### Your objective
Copy word for word, please, the lines of the entries below running from the one containing "of the reflection" to the one containing "the white countertop.", both ends included.

Supplied entries below:

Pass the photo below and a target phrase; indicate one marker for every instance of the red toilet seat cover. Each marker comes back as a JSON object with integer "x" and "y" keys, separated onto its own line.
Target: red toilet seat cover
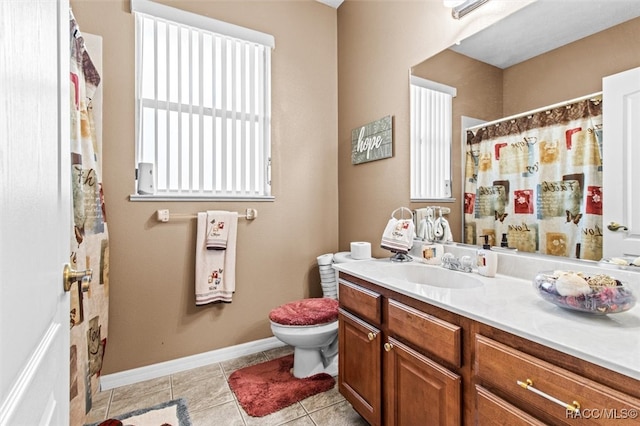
{"x": 313, "y": 311}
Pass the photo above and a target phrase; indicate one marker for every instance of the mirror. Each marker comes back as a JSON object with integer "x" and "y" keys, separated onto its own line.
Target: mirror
{"x": 546, "y": 53}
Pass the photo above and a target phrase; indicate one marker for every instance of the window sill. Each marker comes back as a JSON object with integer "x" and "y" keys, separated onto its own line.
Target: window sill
{"x": 150, "y": 197}
{"x": 433, "y": 200}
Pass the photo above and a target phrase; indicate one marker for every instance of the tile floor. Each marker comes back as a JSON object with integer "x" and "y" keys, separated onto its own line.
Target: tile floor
{"x": 211, "y": 402}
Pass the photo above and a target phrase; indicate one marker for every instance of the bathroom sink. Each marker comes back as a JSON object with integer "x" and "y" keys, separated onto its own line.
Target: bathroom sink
{"x": 425, "y": 275}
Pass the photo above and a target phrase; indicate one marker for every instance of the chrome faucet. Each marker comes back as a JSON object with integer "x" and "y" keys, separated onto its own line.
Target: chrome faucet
{"x": 464, "y": 264}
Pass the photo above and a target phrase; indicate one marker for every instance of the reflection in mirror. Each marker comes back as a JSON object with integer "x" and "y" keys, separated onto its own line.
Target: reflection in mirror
{"x": 430, "y": 139}
{"x": 522, "y": 77}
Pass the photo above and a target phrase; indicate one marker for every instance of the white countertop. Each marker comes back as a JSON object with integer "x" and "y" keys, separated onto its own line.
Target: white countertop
{"x": 511, "y": 304}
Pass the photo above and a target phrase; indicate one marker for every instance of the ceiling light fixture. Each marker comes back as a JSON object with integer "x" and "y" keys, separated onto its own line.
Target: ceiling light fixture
{"x": 461, "y": 8}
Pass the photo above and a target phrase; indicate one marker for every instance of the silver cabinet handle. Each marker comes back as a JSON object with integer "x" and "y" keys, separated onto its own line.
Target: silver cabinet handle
{"x": 575, "y": 406}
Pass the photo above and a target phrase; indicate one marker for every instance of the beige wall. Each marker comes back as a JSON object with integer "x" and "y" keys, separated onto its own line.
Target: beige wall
{"x": 153, "y": 317}
{"x": 573, "y": 70}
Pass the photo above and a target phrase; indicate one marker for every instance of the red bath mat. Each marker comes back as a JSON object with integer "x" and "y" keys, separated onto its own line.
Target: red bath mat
{"x": 265, "y": 388}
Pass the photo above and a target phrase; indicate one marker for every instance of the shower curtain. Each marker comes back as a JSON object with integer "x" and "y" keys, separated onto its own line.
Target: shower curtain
{"x": 536, "y": 181}
{"x": 89, "y": 241}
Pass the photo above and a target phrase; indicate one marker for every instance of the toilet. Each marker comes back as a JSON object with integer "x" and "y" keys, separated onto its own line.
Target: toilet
{"x": 311, "y": 325}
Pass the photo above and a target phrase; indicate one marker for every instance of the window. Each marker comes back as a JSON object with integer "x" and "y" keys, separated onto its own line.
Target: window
{"x": 203, "y": 106}
{"x": 431, "y": 133}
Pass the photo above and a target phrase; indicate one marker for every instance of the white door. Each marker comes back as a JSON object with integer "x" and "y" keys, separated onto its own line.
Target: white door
{"x": 621, "y": 169}
{"x": 35, "y": 212}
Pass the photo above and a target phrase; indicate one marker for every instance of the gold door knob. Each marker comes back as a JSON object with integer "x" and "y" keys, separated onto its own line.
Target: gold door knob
{"x": 70, "y": 276}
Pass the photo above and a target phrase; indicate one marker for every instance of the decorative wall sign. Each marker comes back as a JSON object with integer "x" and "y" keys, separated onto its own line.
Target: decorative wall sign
{"x": 373, "y": 141}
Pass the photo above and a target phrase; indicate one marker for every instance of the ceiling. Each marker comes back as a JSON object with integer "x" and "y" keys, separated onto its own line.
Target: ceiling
{"x": 526, "y": 33}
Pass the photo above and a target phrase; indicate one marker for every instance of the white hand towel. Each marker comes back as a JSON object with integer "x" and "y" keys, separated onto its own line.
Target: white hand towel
{"x": 398, "y": 235}
{"x": 216, "y": 269}
{"x": 217, "y": 230}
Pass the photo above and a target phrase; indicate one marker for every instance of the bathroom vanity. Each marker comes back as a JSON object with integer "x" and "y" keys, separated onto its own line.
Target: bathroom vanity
{"x": 485, "y": 352}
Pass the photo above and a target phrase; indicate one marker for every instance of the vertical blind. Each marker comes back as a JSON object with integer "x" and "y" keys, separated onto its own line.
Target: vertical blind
{"x": 431, "y": 133}
{"x": 203, "y": 103}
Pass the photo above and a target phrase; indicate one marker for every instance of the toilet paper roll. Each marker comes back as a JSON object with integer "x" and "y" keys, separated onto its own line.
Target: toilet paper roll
{"x": 360, "y": 250}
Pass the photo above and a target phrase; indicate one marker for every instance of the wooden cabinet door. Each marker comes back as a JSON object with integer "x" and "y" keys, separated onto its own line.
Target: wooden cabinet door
{"x": 359, "y": 366}
{"x": 494, "y": 411}
{"x": 419, "y": 391}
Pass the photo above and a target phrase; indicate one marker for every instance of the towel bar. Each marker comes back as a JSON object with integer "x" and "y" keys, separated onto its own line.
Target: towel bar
{"x": 163, "y": 215}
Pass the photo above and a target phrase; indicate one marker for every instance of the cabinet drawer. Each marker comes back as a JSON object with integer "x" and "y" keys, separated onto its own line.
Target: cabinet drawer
{"x": 365, "y": 303}
{"x": 428, "y": 333}
{"x": 492, "y": 410}
{"x": 501, "y": 367}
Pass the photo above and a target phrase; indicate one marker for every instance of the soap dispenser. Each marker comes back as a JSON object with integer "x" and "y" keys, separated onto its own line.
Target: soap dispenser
{"x": 487, "y": 260}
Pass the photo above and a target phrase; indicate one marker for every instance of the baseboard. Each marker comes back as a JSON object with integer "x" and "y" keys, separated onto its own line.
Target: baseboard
{"x": 161, "y": 369}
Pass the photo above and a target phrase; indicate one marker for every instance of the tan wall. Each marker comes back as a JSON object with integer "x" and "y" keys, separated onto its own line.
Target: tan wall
{"x": 378, "y": 43}
{"x": 571, "y": 71}
{"x": 153, "y": 317}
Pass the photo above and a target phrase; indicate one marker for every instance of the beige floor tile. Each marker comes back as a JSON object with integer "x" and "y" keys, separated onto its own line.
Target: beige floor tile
{"x": 285, "y": 415}
{"x": 340, "y": 414}
{"x": 302, "y": 421}
{"x": 136, "y": 402}
{"x": 322, "y": 400}
{"x": 205, "y": 393}
{"x": 141, "y": 388}
{"x": 227, "y": 414}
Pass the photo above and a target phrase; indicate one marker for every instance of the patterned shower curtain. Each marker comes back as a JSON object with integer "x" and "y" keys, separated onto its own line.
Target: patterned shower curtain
{"x": 89, "y": 242}
{"x": 537, "y": 181}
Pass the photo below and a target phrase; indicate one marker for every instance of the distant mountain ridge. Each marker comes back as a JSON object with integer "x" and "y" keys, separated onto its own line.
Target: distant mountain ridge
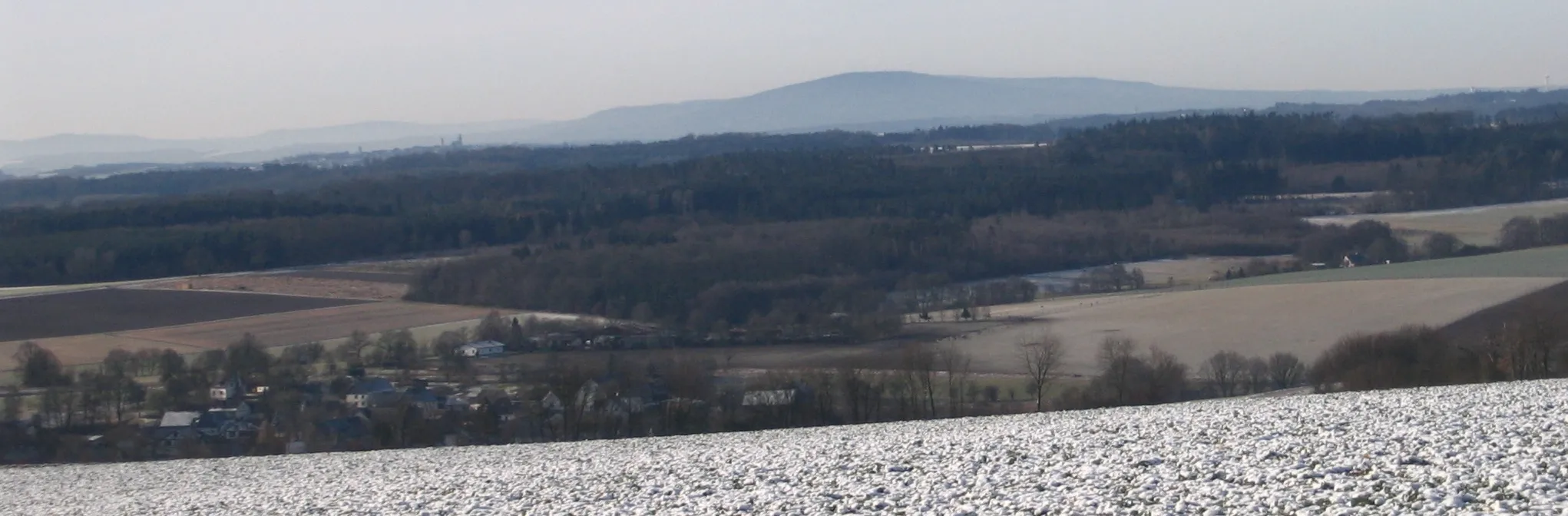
{"x": 882, "y": 98}
{"x": 65, "y": 151}
{"x": 860, "y": 101}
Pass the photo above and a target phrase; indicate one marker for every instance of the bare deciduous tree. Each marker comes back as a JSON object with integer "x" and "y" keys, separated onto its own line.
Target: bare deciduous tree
{"x": 919, "y": 367}
{"x": 955, "y": 362}
{"x": 1225, "y": 372}
{"x": 1118, "y": 367}
{"x": 1256, "y": 375}
{"x": 1041, "y": 358}
{"x": 1286, "y": 371}
{"x": 1167, "y": 377}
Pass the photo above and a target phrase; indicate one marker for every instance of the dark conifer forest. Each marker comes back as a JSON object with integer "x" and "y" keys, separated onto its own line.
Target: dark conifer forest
{"x": 755, "y": 228}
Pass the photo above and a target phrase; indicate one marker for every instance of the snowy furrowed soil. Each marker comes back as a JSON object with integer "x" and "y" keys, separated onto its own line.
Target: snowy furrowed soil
{"x": 1446, "y": 451}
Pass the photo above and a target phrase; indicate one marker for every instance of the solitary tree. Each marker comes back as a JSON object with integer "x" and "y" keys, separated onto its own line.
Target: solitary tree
{"x": 246, "y": 359}
{"x": 1286, "y": 371}
{"x": 1223, "y": 371}
{"x": 1441, "y": 245}
{"x": 1167, "y": 377}
{"x": 1041, "y": 358}
{"x": 491, "y": 328}
{"x": 1118, "y": 366}
{"x": 40, "y": 367}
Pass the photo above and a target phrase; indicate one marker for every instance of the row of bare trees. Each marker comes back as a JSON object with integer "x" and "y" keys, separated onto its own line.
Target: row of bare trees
{"x": 1527, "y": 346}
{"x": 1133, "y": 377}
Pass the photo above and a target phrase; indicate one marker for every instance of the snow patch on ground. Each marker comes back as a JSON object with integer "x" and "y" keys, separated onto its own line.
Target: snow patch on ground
{"x": 1444, "y": 451}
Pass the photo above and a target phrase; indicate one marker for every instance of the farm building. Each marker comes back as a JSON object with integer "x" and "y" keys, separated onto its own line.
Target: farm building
{"x": 481, "y": 349}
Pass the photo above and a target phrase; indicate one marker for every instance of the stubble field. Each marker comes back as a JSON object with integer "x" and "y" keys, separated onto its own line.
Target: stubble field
{"x": 1487, "y": 449}
{"x": 1302, "y": 319}
{"x": 283, "y": 328}
{"x": 1473, "y": 225}
{"x": 123, "y": 309}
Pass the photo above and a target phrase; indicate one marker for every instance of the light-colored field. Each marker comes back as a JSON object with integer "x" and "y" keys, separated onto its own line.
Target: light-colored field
{"x": 1487, "y": 449}
{"x": 18, "y": 292}
{"x": 1473, "y": 225}
{"x": 329, "y": 325}
{"x": 1196, "y": 270}
{"x": 1540, "y": 263}
{"x": 1303, "y": 319}
{"x": 316, "y": 287}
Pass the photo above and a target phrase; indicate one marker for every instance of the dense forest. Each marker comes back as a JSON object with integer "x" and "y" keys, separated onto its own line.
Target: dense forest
{"x": 747, "y": 228}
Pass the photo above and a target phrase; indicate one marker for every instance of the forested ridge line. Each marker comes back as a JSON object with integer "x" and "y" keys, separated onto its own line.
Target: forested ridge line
{"x": 485, "y": 197}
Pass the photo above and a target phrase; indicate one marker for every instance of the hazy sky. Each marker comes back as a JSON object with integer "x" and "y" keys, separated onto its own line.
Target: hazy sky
{"x": 215, "y": 68}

End of Supplied entries.

### Exercise solution
Pass the photo above and a target phrase; indicate one marker for every instance of the reflection in mirror. Each marker comes back as a JSON object with integer "x" and "y" keys, separated onto its own line.
Target: reflection in mirror
{"x": 430, "y": 139}
{"x": 522, "y": 77}
Pass the photo above and a target phrase; indicate one marker for every instance of the white countertop. Each marker comes back as a JSON object with integer "x" and "y" keys, separated onto its own line.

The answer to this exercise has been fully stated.